* Task goal *
Reproduce all of the records below word for word, leaving out the pictures.
** begin Dataset extract **
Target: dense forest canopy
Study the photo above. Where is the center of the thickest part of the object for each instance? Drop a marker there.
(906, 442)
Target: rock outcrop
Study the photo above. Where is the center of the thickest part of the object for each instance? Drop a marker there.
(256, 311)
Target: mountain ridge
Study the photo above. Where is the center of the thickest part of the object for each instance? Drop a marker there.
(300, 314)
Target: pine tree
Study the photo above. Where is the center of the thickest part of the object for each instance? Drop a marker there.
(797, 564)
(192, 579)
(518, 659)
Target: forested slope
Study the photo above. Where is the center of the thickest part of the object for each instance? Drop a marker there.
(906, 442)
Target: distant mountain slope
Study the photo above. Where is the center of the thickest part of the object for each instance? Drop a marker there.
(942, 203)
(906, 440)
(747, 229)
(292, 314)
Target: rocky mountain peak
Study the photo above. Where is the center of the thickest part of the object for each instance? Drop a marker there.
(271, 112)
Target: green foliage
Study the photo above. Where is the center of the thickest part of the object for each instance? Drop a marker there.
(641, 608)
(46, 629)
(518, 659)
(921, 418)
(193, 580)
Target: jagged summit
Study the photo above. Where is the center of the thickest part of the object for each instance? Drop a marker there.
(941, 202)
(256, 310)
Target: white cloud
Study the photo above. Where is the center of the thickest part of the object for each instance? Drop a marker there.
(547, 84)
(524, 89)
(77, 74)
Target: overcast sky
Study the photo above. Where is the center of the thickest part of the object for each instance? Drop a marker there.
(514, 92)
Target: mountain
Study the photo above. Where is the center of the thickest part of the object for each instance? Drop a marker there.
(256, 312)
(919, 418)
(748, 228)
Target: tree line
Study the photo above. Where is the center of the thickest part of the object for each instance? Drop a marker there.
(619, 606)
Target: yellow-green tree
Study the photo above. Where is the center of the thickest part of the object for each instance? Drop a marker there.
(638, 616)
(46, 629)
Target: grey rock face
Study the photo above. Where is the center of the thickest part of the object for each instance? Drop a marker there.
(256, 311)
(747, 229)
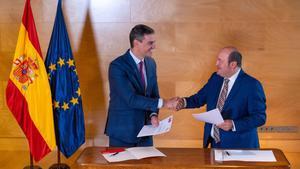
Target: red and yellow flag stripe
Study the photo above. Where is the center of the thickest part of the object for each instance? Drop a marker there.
(28, 92)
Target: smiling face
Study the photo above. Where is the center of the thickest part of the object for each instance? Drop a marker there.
(224, 68)
(145, 46)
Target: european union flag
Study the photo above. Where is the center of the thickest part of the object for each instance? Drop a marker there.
(66, 95)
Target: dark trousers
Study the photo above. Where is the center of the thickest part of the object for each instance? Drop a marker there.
(211, 142)
(142, 142)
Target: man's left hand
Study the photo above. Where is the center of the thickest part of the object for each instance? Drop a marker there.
(227, 125)
(154, 121)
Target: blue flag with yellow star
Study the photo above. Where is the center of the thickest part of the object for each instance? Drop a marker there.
(66, 97)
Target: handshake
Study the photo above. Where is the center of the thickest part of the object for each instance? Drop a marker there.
(175, 103)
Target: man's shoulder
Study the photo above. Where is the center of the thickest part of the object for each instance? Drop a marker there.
(120, 59)
(249, 79)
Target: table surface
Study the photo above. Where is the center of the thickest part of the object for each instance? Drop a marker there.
(91, 157)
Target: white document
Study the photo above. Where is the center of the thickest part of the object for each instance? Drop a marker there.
(213, 116)
(134, 153)
(245, 155)
(163, 127)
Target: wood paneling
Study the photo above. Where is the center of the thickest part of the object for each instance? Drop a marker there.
(189, 35)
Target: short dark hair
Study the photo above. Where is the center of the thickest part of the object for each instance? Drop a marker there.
(235, 56)
(138, 33)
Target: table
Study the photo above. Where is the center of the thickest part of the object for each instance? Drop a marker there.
(177, 158)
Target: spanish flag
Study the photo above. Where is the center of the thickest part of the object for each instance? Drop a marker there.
(28, 92)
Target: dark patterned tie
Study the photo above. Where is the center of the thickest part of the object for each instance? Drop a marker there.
(141, 70)
(220, 104)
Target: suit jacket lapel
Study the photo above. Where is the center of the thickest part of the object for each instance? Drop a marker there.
(134, 69)
(235, 89)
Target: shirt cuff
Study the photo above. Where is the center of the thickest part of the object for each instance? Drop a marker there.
(160, 103)
(233, 126)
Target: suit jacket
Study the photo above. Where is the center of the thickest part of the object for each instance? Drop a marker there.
(245, 105)
(130, 105)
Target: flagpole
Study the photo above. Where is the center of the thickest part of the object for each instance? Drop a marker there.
(59, 165)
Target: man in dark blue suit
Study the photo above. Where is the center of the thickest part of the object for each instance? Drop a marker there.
(240, 99)
(134, 96)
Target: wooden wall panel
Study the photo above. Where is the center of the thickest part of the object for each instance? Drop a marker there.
(189, 35)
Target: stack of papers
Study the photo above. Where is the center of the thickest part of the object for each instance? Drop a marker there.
(164, 126)
(245, 155)
(134, 153)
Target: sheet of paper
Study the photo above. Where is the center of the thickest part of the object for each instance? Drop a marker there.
(134, 153)
(144, 152)
(213, 116)
(164, 126)
(245, 155)
(121, 156)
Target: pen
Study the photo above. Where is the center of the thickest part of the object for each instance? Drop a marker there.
(114, 154)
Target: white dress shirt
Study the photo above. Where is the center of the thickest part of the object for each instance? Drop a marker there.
(137, 62)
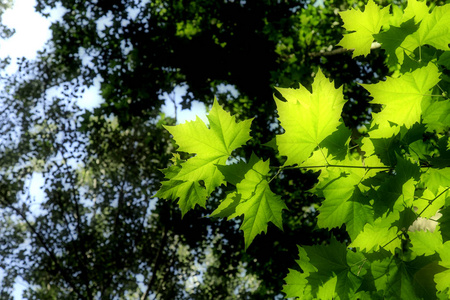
** end Dataset extract **
* Exercise response *
Target: dense forest canopy
Study the photo above. Where is the center of the thickest part of the object for each instance? Drop a marker there.
(906, 442)
Target: rock outcrop
Study the photo above. Where is the center of the thickest part of the object for each instance? Drop a marker there.
(256, 311)
Target: mountain ridge
Study the photo above. Where is the center of the thickest part of the object for each instance? Drop a marker there.
(300, 314)
Target: pine tree
Study the photo above. Where is the center of the thickest part of the object for each instance? Drop a marker there.
(797, 564)
(192, 579)
(518, 659)
Target: forested slope
Study the photo above. Where is the center of the thickest part of the object for each instance? Drop a marker there.
(906, 442)
Target: distant mountain slope
Study the photo above. Where is the center of the thickest part of the object for each instance? Drop a marker there.
(942, 203)
(906, 440)
(747, 229)
(292, 314)
Target: rocky mountain peak
Study the photo above. Where is the center of the thickest part of the object for each instance? Drop a marker there.
(271, 112)
Target: green foliage
Study the photo above. Where is the center of the thickest part of the object for each instance? Drop a marker there.
(641, 608)
(46, 629)
(518, 659)
(921, 418)
(193, 580)
Target: jagged summit
Study the photo above. Where is the center of the thickest part of the object for each instance? Drop a marker there.
(941, 202)
(256, 310)
Target: white cloud
Study the photo above. Where is the center of the thickest part of the object for each instance? Drop a marker there.
(547, 84)
(524, 89)
(77, 74)
Target: overcast sky
Study the photo above. Where is the center of the thickest part of the object for each instance? Drop a marker there.
(514, 92)
Target: mountain
Study the photo above. Where is the center of the thickest part of the object for each instance? Drop a marker there.
(256, 312)
(919, 418)
(748, 228)
Target: tree line
Study the photo above. Where is the center of the thickest part of the object for each instance? Drop a marker there.
(619, 606)
Target: yellow-green tree
Study the photo above. Where is the center of the thickest part of the object for each instance? Drop a marker there.
(638, 616)
(46, 629)
Target: grey rock face
Study the photo above. Where is the center of the thickest part of the object for each instance? Drop a marker there.
(256, 311)
(747, 229)
Target: red and yellow flag stripe
Study the photo above. Where is the center of the thickest part of the object for each instance? Drop a marker there.
(28, 92)
Target: smiling face
Study the photo above. Where is the center of the thickest part of the object for each instance? Drop a marker there.
(224, 68)
(145, 46)
Target: european union flag
Study the photo above. Where is the center of the thickest part of the object for each instance? Drop a marker there.
(66, 95)
Target: dark trousers
Study the photo above. Where is the center of the thickest part of the object for each instance? Drop a marker there.
(211, 142)
(142, 142)
Target: man's left hand
Study the photo above. Where is the center of the thickest part of the object for each instance? Drop a marker there.
(227, 125)
(154, 121)
Target: blue flag with yellow star
Study the photo above. Where is the center of the thickest part of the object for each instance? Drop a marker there.
(66, 97)
Target: handshake
Study the photo above. Where is the center of the thickest part of the object for each instance? Drop a marker there.
(175, 103)
Target: man's shoulder
Study the photo above. Where is the center of the thickest part of the object for each instance? Drop a marker there.
(120, 59)
(249, 79)
Target: table surface
Study the photo above. Where is the center of the thickest part of the object for each instance? Drop a marker there.
(91, 157)
Target: white document
Study the photo above. Where is the center of the thickest part of the object for each instance? Drop a marker there.
(213, 116)
(134, 153)
(245, 155)
(163, 127)
Target: wood paneling
Study the photo above. Where is the center of the thickest part of the object for each instance? Drop a marker there.
(189, 35)
Target: short dark hair
Study the photo above. Where is the center of the thickest part of the object for each instance? Drop a marker there.
(235, 56)
(138, 33)
Target: table
Study the photo above. Where is the center of the thickest part of the object for each instance? Drop a marker there.
(177, 158)
Target: spanish flag
Study the photo above. Where is the center of the thickest part of the object for each instance? Drop a marker there.
(28, 92)
Target: dark patterned tie
Study the photo above. Where is the center of the thickest part of the object for each instance? Drop a marker there.
(141, 70)
(220, 104)
Target: suit jacket lapel
Study the photo above. Where is the center of the thickest part of the object for each instance? Drop a marker there.
(134, 69)
(235, 89)
Target: shirt cuff
Study the photo above. Where is the center of the thickest part of the object for each instance? Drop a marker there.
(160, 103)
(233, 126)
Target: suit jacket
Study the photo above. Where is the center of the thickest part of the object for each instance? Drop a marker there.
(245, 105)
(130, 105)
Target: flagpole
Study the photo above. Where is the center of the thickest part of the object for each instance? Drop a marker there.
(59, 165)
Target: man in dark blue suit
Study the photo above. Where is the center of the thickest part of the object for each instance? Drop a marker there.
(240, 99)
(134, 96)
Target: wooden wall panel
Study the photo above. Where is the center of the thickest part of the object for each instance? Drop a marker there.
(189, 35)
Target: stack of papers
Study the photo above. Where is the center of the thickest part of the object for each instance? Drop a marker there.
(164, 126)
(245, 155)
(134, 153)
Target: sheet of paper
Study the photo above. Where is the center of the thickest part of the object for each instance? Drop a marker there.
(134, 153)
(144, 152)
(213, 116)
(164, 126)
(245, 155)
(121, 156)
Target: pen
Study the photo above. Where is the center of the thickest part of the object for each instance? Drop a marker there.
(114, 154)
Target: white dress shirt
Study the photo above. Where is the center of the thickest part of the object for each instance? Drop a marker there.
(137, 62)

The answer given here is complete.